§ WORK TO COMPLETE: Render the records as a two-column CSV headed instruction and points, one row per record, with each field quoted and line breaks replaced by spaces. Begin at the line that has "Place a point on every instance of the green grass" and stop after the line that has "x=194 y=164".

[start of SUPPLIED ENTRIES]

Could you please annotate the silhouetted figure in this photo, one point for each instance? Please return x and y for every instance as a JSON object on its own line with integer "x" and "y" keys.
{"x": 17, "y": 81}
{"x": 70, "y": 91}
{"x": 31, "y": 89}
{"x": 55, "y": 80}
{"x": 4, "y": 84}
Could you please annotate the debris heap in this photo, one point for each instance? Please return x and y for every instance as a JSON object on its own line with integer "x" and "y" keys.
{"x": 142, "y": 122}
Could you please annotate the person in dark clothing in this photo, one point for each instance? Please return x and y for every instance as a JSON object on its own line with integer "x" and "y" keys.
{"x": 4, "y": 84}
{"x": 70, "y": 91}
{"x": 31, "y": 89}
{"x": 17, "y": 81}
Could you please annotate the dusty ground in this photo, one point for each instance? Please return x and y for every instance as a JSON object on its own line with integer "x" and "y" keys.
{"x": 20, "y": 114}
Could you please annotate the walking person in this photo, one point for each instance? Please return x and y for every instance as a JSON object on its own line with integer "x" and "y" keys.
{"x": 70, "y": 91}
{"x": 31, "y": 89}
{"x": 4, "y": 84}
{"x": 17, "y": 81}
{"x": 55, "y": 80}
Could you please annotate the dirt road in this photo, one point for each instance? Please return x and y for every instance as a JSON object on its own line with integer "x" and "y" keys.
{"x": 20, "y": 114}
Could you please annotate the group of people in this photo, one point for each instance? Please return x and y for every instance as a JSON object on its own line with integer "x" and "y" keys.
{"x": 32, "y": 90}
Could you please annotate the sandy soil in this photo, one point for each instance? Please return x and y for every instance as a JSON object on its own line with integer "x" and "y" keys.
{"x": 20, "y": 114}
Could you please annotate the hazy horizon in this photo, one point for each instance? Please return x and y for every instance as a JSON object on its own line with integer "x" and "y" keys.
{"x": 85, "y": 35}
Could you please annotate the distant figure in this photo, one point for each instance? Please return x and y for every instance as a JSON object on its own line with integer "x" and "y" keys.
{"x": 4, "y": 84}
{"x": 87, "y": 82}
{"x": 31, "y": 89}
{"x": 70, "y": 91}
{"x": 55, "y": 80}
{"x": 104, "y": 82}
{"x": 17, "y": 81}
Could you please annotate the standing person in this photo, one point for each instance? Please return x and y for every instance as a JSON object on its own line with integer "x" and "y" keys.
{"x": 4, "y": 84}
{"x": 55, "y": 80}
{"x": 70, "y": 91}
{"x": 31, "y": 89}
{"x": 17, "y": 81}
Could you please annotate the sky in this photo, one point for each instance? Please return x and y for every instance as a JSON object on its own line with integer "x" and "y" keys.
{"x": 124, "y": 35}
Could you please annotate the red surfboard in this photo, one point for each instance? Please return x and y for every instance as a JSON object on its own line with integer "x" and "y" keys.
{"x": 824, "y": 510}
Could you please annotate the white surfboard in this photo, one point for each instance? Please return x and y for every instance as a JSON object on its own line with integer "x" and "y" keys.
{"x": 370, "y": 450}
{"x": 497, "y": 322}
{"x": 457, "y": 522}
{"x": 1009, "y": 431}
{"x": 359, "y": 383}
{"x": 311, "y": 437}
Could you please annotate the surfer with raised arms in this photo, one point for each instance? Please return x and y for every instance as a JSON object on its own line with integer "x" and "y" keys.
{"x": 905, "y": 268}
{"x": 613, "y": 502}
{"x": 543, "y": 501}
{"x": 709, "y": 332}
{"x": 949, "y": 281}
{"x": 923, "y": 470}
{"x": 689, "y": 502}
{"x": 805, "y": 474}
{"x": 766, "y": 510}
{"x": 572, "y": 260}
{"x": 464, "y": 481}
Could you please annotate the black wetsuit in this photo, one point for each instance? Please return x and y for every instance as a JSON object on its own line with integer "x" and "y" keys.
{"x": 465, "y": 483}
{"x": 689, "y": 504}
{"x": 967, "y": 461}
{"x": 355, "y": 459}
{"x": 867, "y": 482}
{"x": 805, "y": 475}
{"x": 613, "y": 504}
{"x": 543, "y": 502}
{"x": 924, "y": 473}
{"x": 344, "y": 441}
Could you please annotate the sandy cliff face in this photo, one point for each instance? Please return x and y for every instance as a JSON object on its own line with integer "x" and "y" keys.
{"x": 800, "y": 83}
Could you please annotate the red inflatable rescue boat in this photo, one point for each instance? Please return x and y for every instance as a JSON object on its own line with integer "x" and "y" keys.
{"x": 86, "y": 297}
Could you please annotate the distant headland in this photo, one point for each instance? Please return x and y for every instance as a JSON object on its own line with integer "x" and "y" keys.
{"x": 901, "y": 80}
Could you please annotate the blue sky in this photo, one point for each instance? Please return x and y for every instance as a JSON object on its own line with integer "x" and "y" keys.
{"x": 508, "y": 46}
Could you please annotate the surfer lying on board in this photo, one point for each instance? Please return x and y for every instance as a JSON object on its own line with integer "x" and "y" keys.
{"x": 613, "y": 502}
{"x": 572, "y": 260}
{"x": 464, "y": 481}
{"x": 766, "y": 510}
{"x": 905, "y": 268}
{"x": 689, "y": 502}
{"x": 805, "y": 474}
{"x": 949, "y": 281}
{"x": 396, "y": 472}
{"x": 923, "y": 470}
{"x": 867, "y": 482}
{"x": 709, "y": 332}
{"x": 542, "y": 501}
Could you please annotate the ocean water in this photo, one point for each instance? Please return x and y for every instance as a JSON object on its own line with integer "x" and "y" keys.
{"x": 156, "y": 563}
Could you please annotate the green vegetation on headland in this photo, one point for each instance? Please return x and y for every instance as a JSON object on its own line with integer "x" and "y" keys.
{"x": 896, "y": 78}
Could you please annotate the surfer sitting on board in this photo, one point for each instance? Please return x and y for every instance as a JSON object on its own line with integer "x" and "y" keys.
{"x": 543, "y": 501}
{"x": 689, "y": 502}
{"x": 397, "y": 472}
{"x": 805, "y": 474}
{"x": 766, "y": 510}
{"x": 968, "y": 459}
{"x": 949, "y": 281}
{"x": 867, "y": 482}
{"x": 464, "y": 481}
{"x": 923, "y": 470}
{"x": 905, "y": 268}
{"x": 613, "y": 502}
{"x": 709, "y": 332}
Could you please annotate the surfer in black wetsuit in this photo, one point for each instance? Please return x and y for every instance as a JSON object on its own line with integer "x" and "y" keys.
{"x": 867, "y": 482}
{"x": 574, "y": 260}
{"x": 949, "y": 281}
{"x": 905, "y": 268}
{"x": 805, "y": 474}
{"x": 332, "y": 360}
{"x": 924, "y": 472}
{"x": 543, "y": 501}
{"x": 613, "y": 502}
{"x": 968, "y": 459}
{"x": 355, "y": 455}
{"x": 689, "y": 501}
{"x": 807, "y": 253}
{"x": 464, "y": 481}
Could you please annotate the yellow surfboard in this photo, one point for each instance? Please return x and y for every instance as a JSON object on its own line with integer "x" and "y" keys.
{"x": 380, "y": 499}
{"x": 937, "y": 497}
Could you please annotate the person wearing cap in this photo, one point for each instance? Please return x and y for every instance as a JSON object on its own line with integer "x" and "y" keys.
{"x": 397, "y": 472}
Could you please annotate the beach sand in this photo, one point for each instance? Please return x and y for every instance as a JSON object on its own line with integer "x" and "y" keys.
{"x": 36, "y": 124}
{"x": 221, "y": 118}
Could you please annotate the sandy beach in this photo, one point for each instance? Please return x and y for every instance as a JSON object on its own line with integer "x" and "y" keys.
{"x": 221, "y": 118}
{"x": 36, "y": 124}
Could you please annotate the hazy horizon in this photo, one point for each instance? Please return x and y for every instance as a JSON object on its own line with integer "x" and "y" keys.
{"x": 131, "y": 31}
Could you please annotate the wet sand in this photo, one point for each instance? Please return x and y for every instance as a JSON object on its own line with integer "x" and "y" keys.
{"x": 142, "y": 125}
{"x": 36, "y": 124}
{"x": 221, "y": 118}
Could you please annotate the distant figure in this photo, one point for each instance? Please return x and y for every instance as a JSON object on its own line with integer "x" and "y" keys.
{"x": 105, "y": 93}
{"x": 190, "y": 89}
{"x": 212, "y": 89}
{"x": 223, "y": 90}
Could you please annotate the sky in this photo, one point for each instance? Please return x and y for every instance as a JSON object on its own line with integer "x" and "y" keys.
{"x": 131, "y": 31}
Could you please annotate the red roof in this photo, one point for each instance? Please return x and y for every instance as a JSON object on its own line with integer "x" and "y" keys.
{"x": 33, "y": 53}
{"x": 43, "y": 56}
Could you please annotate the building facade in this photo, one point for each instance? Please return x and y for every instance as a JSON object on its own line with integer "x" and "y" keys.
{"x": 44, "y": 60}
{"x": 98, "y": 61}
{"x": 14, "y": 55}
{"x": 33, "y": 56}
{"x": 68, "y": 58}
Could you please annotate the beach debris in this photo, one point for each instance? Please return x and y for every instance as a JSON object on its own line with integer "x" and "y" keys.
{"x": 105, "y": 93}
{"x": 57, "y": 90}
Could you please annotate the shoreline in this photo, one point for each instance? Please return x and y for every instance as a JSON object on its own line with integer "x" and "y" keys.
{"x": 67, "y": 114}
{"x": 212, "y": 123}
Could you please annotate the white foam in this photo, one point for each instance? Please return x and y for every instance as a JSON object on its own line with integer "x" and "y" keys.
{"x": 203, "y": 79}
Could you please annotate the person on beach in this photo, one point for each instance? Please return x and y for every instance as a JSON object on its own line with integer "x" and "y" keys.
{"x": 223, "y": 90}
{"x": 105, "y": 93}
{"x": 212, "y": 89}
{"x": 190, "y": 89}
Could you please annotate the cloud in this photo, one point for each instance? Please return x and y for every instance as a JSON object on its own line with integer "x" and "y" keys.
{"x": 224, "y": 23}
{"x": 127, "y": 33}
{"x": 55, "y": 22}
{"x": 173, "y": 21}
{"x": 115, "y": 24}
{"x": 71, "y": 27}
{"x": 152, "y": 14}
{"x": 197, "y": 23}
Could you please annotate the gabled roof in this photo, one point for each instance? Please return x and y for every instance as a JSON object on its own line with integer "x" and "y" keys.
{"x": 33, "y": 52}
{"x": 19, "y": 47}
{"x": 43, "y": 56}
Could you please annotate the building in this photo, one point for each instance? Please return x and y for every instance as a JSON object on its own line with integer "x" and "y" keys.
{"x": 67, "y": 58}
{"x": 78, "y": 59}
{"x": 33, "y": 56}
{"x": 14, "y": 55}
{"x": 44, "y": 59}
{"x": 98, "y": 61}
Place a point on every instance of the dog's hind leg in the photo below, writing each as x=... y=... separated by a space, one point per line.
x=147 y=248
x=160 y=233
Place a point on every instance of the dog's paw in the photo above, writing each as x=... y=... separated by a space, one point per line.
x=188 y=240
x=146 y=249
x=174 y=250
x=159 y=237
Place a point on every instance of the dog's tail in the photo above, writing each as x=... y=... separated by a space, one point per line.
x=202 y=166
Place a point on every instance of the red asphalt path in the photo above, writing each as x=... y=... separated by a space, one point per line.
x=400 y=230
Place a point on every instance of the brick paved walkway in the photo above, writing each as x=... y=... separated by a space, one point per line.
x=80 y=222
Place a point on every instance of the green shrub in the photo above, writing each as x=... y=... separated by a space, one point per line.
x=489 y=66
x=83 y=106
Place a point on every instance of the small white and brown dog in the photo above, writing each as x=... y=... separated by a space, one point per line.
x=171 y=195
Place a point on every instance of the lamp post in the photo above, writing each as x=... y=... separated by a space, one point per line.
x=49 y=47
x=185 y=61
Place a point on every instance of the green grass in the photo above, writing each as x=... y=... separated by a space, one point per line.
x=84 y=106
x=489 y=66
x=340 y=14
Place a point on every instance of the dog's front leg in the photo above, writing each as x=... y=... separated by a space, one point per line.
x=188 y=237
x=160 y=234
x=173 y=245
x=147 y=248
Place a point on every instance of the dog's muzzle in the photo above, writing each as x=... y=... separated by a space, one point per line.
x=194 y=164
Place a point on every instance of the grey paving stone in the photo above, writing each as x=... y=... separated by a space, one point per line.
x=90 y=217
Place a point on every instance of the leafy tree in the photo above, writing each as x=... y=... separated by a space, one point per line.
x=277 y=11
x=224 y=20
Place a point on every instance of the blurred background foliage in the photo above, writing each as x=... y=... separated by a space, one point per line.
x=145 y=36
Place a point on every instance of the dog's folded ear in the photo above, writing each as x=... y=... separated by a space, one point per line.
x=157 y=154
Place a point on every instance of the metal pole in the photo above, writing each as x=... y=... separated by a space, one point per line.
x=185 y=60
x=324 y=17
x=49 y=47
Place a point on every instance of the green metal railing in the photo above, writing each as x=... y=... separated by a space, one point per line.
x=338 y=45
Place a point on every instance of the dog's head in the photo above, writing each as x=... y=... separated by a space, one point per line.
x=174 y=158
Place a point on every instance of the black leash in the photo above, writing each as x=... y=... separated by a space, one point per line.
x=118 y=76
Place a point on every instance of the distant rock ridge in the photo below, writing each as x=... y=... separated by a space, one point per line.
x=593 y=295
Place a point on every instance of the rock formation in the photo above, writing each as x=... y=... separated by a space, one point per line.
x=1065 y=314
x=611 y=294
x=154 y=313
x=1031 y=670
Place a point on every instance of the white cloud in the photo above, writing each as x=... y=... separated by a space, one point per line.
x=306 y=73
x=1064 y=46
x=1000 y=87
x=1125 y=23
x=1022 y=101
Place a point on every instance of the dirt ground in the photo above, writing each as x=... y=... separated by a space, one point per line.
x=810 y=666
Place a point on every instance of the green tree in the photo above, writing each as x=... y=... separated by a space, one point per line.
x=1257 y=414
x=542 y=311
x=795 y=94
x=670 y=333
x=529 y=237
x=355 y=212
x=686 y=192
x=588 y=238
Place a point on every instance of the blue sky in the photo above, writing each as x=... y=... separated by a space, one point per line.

[end of SUPPLIED ENTRIES]

§ THE SOLUTION:
instruction,points
"Place a point on every instance of the green grass in the photo above, writing each as x=... y=... separated by a space, one point per line.","x=84 y=106 x=489 y=66 x=340 y=14"
"Place a point on every instance of the dog's front leg in the photo above, writing each as x=... y=... separated by a space, one point per line.","x=188 y=237 x=160 y=234 x=173 y=245 x=147 y=248"
"Place a point on every instance of the dog's muzzle in the photo above, writing each as x=... y=... separated by a space, one point per line.","x=194 y=164"